Dataset rows on where objects appear:
○ ○ ○ ○

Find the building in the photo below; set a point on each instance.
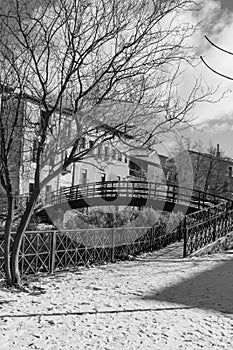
(211, 172)
(109, 161)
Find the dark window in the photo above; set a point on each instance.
(83, 179)
(31, 186)
(91, 144)
(103, 177)
(106, 150)
(34, 149)
(99, 151)
(230, 171)
(83, 142)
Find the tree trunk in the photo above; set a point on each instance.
(15, 273)
(7, 240)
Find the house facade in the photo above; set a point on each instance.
(109, 161)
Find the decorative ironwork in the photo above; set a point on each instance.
(110, 190)
(50, 251)
(206, 226)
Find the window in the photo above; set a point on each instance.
(34, 149)
(83, 177)
(31, 186)
(230, 171)
(106, 151)
(103, 177)
(83, 142)
(91, 144)
(99, 151)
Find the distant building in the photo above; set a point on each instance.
(108, 161)
(211, 172)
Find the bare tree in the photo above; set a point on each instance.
(210, 169)
(213, 69)
(115, 64)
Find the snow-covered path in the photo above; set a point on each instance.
(159, 302)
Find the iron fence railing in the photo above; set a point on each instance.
(206, 226)
(134, 189)
(50, 251)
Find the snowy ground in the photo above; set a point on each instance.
(158, 302)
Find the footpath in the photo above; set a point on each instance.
(159, 301)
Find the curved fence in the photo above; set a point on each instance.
(50, 251)
(132, 189)
(206, 226)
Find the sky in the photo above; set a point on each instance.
(214, 121)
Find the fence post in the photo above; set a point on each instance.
(52, 252)
(214, 229)
(184, 231)
(113, 246)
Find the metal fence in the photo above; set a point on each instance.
(50, 251)
(206, 226)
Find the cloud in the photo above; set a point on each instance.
(218, 26)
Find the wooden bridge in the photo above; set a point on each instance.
(159, 196)
(208, 218)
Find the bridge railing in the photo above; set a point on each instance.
(134, 189)
(206, 226)
(51, 250)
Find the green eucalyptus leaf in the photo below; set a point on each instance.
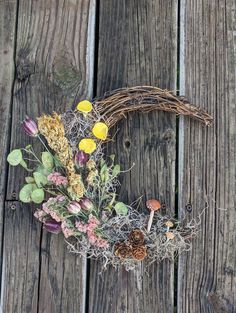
(25, 192)
(121, 208)
(43, 170)
(40, 179)
(29, 180)
(15, 157)
(47, 160)
(24, 164)
(116, 170)
(37, 195)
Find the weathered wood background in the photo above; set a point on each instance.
(54, 53)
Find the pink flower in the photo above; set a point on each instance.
(57, 179)
(92, 237)
(74, 207)
(86, 204)
(102, 243)
(55, 216)
(60, 198)
(82, 227)
(45, 208)
(68, 232)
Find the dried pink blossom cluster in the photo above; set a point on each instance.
(46, 208)
(89, 228)
(67, 230)
(57, 179)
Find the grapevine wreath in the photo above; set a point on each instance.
(75, 184)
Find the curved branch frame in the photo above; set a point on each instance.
(114, 105)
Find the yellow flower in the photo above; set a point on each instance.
(84, 106)
(100, 130)
(87, 145)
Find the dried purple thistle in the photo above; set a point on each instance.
(86, 204)
(81, 158)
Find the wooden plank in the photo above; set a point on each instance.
(54, 69)
(137, 45)
(21, 259)
(207, 277)
(8, 11)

○ ○ ○ ○

Directions for this task -> Every line of the data should be copied as it stands, without the images.

Response ->
Find the building in the photo below; set a point on each instance.
(211, 172)
(109, 161)
Find the dark window in the photo above; set a point on each instance.
(83, 179)
(31, 186)
(91, 144)
(103, 177)
(106, 150)
(34, 149)
(99, 151)
(230, 171)
(83, 142)
Find the tree trunk in the photo above; set a point on each instance.
(15, 273)
(7, 240)
Find the house facade in the photo above; set a point on each instance.
(109, 161)
Find the decorative ironwork in the photo above; set a point on each instance.
(110, 190)
(50, 251)
(206, 226)
Find the window in the photo above; set a point on each instance.
(34, 149)
(83, 177)
(31, 186)
(230, 171)
(106, 151)
(103, 177)
(83, 142)
(91, 144)
(99, 151)
Find the distant building in the photo above; set a point on each instance.
(108, 161)
(211, 172)
Find the bare tree in the photo above; set a point on each instance.
(210, 169)
(213, 69)
(115, 64)
Find the snow-covered path in the photo above; set a point on each instance.
(159, 302)
Find the iron fence railing in the photo above; set a point on each instance.
(206, 226)
(134, 189)
(50, 251)
Find the snowy ground in the photo above; set a point on each instance.
(158, 302)
Find the footpath in the photo above; set a point on each instance.
(159, 301)
Find the curved fence in the photo above; set a point on each instance.
(50, 251)
(132, 189)
(206, 226)
Find the sky in the photo above; set a point on each instance.
(214, 121)
Find the fence post in the photo above; set a point on each instance.
(52, 252)
(214, 229)
(184, 231)
(113, 246)
Find the metal fence in the photo above; set a point on each instance.
(50, 251)
(206, 226)
Find the cloud in the photo above; set a point on each instance.
(218, 26)
Find the wooden bridge in the photo above; set a point on each instance.
(159, 196)
(208, 218)
Find the bridge railing in the photo above; set a point on each instance.
(134, 189)
(206, 226)
(51, 250)
Find the green eucalyptus leaf in the photo below; set a point on each instance.
(25, 192)
(121, 208)
(43, 170)
(40, 179)
(29, 180)
(15, 157)
(47, 160)
(24, 164)
(116, 170)
(37, 195)
Find the weathered wood background in the photo above; set a point on each instance.
(54, 53)
Find the pink flower in the photo above; set a point on each instance.
(57, 179)
(92, 237)
(74, 207)
(86, 204)
(102, 243)
(55, 216)
(60, 198)
(82, 227)
(45, 208)
(68, 232)
Find the dried pink blossom cluster in the photo above; set a point on each instance.
(46, 208)
(89, 228)
(67, 230)
(57, 179)
Find the grapevine wreath in the photo above; set a point on each instance.
(75, 184)
Find the curved branch frame in the photo above; set a point on each instance.
(114, 105)
Find the yellow flower in the photo above; set a point on each instance.
(84, 106)
(100, 130)
(87, 145)
Find the dried purple thistle in the photo above; set a point on each instance.
(86, 204)
(81, 158)
Find the wooden plank in the photo above; set a point on each instance.
(54, 69)
(137, 45)
(21, 259)
(207, 277)
(8, 11)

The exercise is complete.